→ **What you should do**:
Please find every line below that contains the word "Target" and copy each one out. Letter case must match.

→ **Provided records**:
══════

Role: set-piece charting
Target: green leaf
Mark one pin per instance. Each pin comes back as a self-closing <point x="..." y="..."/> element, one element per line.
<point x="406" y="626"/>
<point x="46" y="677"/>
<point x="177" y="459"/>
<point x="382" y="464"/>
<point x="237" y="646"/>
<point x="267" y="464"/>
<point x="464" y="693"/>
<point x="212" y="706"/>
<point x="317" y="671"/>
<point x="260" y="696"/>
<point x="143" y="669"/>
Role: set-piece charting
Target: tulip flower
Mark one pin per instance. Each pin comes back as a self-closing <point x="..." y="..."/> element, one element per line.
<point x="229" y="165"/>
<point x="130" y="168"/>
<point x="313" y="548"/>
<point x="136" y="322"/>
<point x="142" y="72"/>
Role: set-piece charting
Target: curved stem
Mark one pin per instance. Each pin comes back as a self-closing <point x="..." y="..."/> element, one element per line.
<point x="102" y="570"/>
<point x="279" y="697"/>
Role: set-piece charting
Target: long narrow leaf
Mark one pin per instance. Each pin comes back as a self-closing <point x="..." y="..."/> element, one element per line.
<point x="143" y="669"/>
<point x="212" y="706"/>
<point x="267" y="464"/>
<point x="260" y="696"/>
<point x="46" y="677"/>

══════

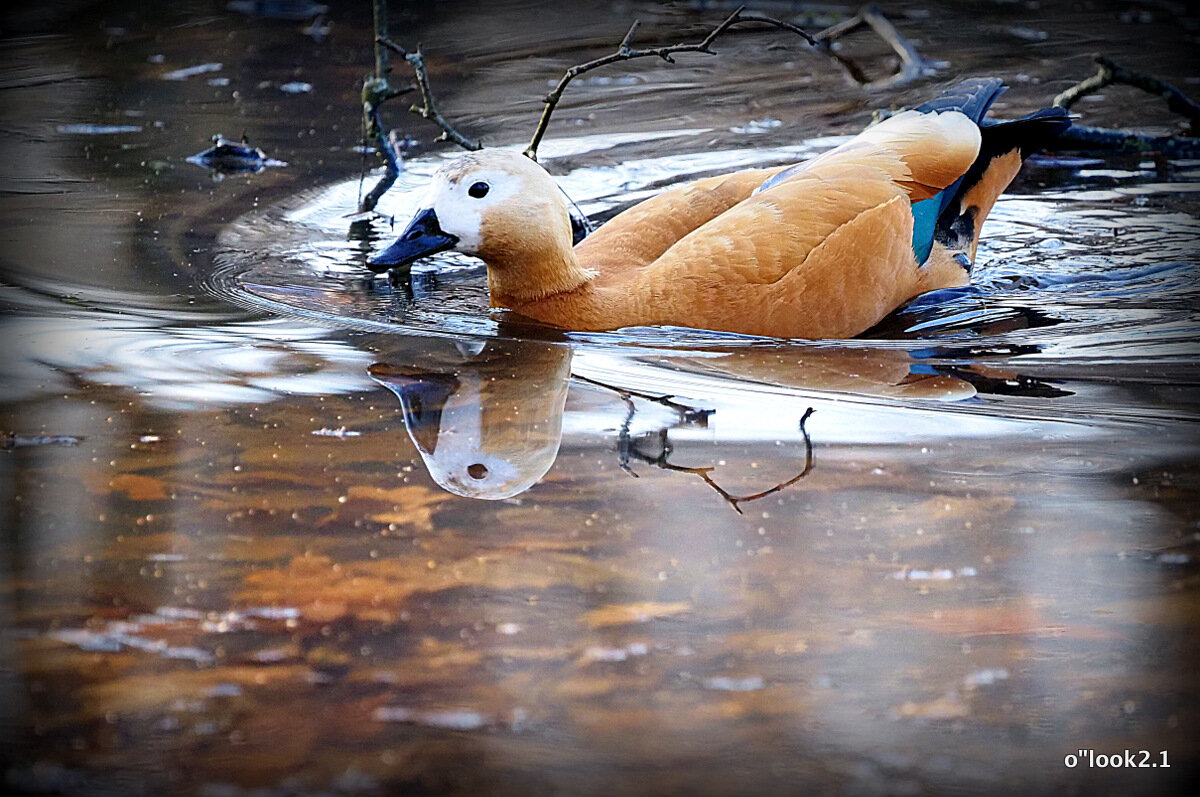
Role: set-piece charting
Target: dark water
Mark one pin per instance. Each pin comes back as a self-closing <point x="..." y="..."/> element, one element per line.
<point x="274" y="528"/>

══════

→ **Task result**:
Target: green leaf
Target: tulip flower
Target: curved stem
Target: long narrow leaf
Target: dark water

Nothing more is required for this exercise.